_REQUIRED WORK_
Are you able to retype all the records below exactly?

_Pointing and labeling entries_
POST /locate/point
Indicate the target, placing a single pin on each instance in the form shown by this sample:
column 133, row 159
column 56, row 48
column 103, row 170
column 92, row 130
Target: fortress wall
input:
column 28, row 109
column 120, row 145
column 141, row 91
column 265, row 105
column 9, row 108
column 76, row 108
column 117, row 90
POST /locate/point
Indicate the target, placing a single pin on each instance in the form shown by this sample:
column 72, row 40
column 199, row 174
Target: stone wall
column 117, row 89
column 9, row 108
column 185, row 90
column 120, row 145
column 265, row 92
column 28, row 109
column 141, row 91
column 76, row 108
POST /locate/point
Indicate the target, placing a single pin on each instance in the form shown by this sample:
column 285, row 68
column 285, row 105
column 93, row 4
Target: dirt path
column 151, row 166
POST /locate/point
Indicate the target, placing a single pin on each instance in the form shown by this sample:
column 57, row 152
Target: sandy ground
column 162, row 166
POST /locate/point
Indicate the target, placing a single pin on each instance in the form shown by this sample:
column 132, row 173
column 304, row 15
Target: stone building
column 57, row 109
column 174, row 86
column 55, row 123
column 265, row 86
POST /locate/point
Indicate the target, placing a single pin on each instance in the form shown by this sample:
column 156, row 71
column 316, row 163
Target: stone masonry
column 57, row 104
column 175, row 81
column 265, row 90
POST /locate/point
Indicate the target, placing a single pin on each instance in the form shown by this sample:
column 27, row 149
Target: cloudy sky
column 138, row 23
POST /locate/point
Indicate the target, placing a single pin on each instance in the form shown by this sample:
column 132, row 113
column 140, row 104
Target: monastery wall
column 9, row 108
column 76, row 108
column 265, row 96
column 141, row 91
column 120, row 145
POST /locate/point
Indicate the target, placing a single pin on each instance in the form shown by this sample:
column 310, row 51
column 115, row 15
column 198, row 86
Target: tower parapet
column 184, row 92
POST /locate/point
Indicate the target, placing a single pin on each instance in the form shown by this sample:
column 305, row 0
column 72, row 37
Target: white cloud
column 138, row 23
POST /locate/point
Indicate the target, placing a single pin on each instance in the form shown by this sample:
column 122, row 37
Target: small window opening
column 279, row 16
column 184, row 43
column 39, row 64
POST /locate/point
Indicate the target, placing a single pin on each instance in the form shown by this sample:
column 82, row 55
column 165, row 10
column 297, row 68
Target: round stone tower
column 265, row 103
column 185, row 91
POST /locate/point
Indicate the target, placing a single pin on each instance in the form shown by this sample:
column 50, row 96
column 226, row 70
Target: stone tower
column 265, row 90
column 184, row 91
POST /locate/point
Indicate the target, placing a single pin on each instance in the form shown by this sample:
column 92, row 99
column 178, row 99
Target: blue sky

_EXERCISE ANSWER_
POST /locate/point
Indicate the target, placing a single pin on each instance in the form shown by this sample:
column 133, row 159
column 56, row 48
column 103, row 170
column 92, row 130
Target: fortress wall
input:
column 28, row 109
column 120, row 145
column 141, row 91
column 265, row 105
column 9, row 108
column 76, row 108
column 117, row 90
POST /locate/point
Indicate the target, placing a single pin on each instance in the form shown by this sample:
column 72, row 40
column 199, row 174
Target: stone wall
column 117, row 89
column 9, row 108
column 185, row 90
column 120, row 145
column 265, row 92
column 28, row 109
column 141, row 91
column 76, row 108
POST /locate/point
Indicate the target, placing a single pin on each instance in the form shown by this sample:
column 285, row 68
column 285, row 105
column 93, row 4
Target: dirt path
column 151, row 166
POST /locate/point
Indicate the target, placing a single pin on each instance in the form shown by this sample:
column 57, row 152
Target: sandy ground
column 162, row 166
POST /locate/point
Indicate the target, placing a single pin on each instance in the form shown by this sample:
column 132, row 173
column 304, row 15
Target: stone building
column 57, row 109
column 174, row 86
column 55, row 123
column 265, row 86
POST /locate/point
Indicate the target, placing a single pin on each instance in the form shown by this sample:
column 156, row 71
column 316, row 163
Target: stone masonry
column 57, row 104
column 175, row 81
column 265, row 90
POST /locate/point
Indicate the target, placing a single pin on each instance in the form shown by this sample:
column 27, row 149
Target: cloudy sky
column 138, row 23
POST /locate/point
Indicate the target, placing a single pin on each instance in the form shown by this sample:
column 132, row 113
column 140, row 104
Target: monastery wall
column 9, row 108
column 76, row 108
column 265, row 96
column 141, row 91
column 120, row 145
POST /locate/point
Indicate the target, placing a single pin on each instance in the form shown by this sample:
column 310, row 51
column 115, row 15
column 198, row 86
Target: tower parapet
column 184, row 92
POST /locate/point
Indicate the target, placing a single pin on each instance in the form shown by this sample:
column 305, row 0
column 72, row 37
Target: white cloud
column 138, row 23
POST /locate/point
Indicate the target, placing a single pin on each instance in the form shown by this sample:
column 122, row 37
Target: small window opening
column 279, row 16
column 184, row 43
column 39, row 64
POST /locate/point
Indicate the target, placing a single pin on each instance in the form shown by this sample:
column 82, row 55
column 165, row 10
column 297, row 68
Target: round stone tower
column 265, row 103
column 185, row 91
POST /locate/point
Indicate the target, placing a single pin on each instance in the form shown by this sample:
column 50, row 96
column 226, row 70
Target: stone tower
column 265, row 90
column 184, row 91
POST /locate/point
Indicate the target, placing a single pin on each instance in the form shown by this sample:
column 92, row 99
column 178, row 99
Target: blue sky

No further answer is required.